[MATERIAL SHOWN]
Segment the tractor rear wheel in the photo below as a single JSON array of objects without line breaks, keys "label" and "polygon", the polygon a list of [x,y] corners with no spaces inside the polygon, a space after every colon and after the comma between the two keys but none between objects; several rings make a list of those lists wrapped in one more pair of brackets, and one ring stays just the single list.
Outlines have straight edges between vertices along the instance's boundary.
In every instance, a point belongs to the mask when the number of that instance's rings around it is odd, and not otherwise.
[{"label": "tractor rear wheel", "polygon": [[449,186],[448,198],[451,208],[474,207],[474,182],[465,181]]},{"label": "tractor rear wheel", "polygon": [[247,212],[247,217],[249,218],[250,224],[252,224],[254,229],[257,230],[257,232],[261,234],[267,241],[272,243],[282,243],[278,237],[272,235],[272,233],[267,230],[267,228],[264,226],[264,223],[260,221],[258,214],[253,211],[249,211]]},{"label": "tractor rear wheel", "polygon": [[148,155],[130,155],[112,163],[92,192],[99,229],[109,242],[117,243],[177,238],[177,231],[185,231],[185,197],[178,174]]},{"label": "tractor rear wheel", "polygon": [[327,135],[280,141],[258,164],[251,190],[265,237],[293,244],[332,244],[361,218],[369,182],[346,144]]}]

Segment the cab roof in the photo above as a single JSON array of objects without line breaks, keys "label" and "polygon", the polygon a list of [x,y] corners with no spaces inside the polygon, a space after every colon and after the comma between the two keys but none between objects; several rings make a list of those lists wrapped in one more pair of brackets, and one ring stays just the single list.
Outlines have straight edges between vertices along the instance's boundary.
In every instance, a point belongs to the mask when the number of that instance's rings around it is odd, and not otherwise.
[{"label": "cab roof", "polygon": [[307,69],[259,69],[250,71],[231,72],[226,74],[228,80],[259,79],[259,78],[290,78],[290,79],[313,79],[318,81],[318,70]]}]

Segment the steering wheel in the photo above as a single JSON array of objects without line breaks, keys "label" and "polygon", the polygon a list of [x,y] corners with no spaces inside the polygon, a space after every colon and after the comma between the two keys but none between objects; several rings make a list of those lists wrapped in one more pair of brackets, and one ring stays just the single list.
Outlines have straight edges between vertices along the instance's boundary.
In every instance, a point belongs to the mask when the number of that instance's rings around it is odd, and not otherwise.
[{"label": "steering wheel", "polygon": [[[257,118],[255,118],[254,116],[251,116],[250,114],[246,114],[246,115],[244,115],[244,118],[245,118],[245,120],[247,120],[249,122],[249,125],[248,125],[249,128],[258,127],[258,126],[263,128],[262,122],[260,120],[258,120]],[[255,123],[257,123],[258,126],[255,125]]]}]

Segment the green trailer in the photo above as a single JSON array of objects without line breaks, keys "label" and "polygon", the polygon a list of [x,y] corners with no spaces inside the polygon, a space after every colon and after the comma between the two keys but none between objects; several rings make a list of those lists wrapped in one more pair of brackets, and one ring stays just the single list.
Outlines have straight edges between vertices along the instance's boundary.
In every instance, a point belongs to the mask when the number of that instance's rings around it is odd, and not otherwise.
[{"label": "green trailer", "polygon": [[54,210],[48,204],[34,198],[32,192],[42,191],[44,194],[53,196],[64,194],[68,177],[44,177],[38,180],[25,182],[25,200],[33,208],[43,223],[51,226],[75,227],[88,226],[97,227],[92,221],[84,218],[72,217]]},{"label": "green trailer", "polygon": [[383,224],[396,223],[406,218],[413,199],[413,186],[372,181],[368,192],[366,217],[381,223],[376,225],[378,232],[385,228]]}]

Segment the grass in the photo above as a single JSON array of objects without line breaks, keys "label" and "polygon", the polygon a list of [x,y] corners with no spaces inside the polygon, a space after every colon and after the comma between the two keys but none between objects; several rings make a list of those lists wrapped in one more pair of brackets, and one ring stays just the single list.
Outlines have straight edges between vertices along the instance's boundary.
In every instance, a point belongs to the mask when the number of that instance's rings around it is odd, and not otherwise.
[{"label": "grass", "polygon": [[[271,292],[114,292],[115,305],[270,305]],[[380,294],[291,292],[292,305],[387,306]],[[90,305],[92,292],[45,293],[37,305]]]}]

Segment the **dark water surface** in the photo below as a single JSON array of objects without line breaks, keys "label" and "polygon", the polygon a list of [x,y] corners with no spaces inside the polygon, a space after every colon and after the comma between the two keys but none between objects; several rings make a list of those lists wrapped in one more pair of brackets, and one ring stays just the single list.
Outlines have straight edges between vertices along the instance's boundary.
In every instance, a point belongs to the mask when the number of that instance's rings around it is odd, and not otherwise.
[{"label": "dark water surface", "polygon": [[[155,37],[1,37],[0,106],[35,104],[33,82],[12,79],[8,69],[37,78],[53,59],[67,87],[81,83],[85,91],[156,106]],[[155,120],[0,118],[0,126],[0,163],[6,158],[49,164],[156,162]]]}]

[EXERCISE DETAILS] Copy down the whole of the data above, matching it exactly.

[RESULT OF THIS EXERCISE]
Segment the tractor rear wheel in the photo below as a single JSON array of objects without line breaks, keys "label" and "polygon", the polygon a list of [x,y] corners with no spaces inside the polygon, a space after every colon and after the comma between the two keys but none between objects; several rings make a list of those lists wrapped in one more pair of brackets, and one ring stays just the single list.
Outlines have straight edges between vertices along the instance's boundary.
In every instance, a point belongs to the mask when the number of that instance's rings around it is odd, and not otherwise.
[{"label": "tractor rear wheel", "polygon": [[449,186],[448,198],[451,208],[474,207],[474,182],[465,181]]},{"label": "tractor rear wheel", "polygon": [[247,212],[247,217],[249,218],[250,224],[252,224],[254,229],[257,230],[257,232],[261,234],[267,241],[272,243],[282,243],[278,237],[272,235],[272,233],[267,230],[267,228],[264,226],[264,223],[260,221],[258,214],[253,211],[249,211]]},{"label": "tractor rear wheel", "polygon": [[148,155],[130,155],[112,163],[92,192],[99,229],[109,242],[117,243],[177,238],[177,231],[185,231],[185,197],[178,174]]},{"label": "tractor rear wheel", "polygon": [[327,135],[280,141],[258,164],[251,190],[265,237],[293,244],[332,244],[361,218],[369,182],[346,144]]}]

Segment the cab roof in the photo above as a single JSON array of objects without line breaks, keys "label" and "polygon", the polygon a list of [x,y] corners with no spaces inside the polygon, a space after every colon and after the comma between the two keys but none between objects; several rings make a list of those lists wrapped in one more pair of brackets, and one ring stays just the single list.
Outlines have straight edges between vertices along the instance's boundary.
In every instance, a point belongs to the mask when the number of that instance's rings around it is odd, and not otherwise.
[{"label": "cab roof", "polygon": [[307,69],[259,69],[250,71],[231,72],[226,74],[228,80],[259,79],[259,78],[290,78],[290,79],[313,79],[318,81],[318,70]]}]

Segment the steering wheel in the photo above as a single JSON array of objects without line breaks, keys "label" and "polygon", the polygon a list of [x,y] corners with no spaces inside the polygon, a space after every colon and after the comma between the two keys but none between objects; several rings make a list of those lists wrapped in one more pair of brackets, and one ring stays just the single list.
Outlines have straight edges between vertices along the instance's boundary.
In every instance, a point belongs to the mask when the number of that instance's rings around it is odd, and not otherwise.
[{"label": "steering wheel", "polygon": [[[257,118],[255,118],[254,116],[251,116],[250,114],[246,114],[246,115],[244,115],[244,118],[245,118],[245,120],[247,120],[249,122],[249,125],[248,125],[249,128],[258,127],[258,126],[263,128],[262,122],[260,120],[258,120]],[[255,123],[257,123],[258,126],[255,125]]]}]

Segment the green trailer in the photo above as a single JSON array of objects without line breaks, keys "label" and "polygon", the polygon a list of [x,y] corners with no spaces inside the polygon, a space after every colon and after the comma between the two keys but none between objects; several rings make a list of those lists wrapped in one more pair of brackets, and one ring stays just the single list.
Outlines have straight edges between vertices along the instance's boundary.
In every instance, a point belongs to the mask when the number of that instance's rings around it is odd, and not otherwise.
[{"label": "green trailer", "polygon": [[54,210],[48,204],[34,198],[32,192],[42,191],[44,194],[53,196],[64,194],[68,177],[44,177],[38,180],[25,182],[25,200],[33,208],[43,223],[51,226],[75,227],[88,226],[97,227],[92,221],[84,218],[72,217]]},{"label": "green trailer", "polygon": [[383,224],[396,223],[406,218],[413,199],[413,186],[372,181],[368,192],[366,217],[381,223],[376,225],[378,232],[385,228]]}]

Segment the grass in the photo above as a single JSON array of objects without line breaks, keys "label" and "polygon", the polygon a list of [x,y] corners with no spaces inside the polygon, a space after every colon and after the comma between the two keys but none between objects; several rings make a list of those lists wrapped in one more pair of brackets, and one ring stays just the single list.
Outlines have straight edges between vertices along the instance's boundary.
In every instance, a point belongs to the mask when the number of that instance's rings around it is odd, and not otherwise.
[{"label": "grass", "polygon": [[[271,292],[114,292],[115,305],[270,305]],[[380,294],[291,292],[292,305],[387,306]],[[90,305],[92,292],[45,293],[37,305]]]}]

Segment the **dark water surface** in the photo below as a single JSON array of objects without line breaks, keys "label" and "polygon", the polygon a list of [x,y] corners with no spaces inside the polygon, a space after every colon and after the comma between the two keys but none between objects; several rings make a list of those lists wrapped in one more pair of brackets, and one ring stays just the single list.
Outlines have straight edges between vertices along the instance's boundary.
In every instance, a point belongs to the mask when the number of that instance's rings around it is odd, and not otherwise.
[{"label": "dark water surface", "polygon": [[[155,37],[1,37],[0,106],[35,104],[33,82],[12,79],[8,69],[37,78],[53,59],[67,87],[81,83],[85,91],[156,106]],[[155,120],[0,118],[0,126],[0,163],[6,158],[49,164],[156,162]]]}]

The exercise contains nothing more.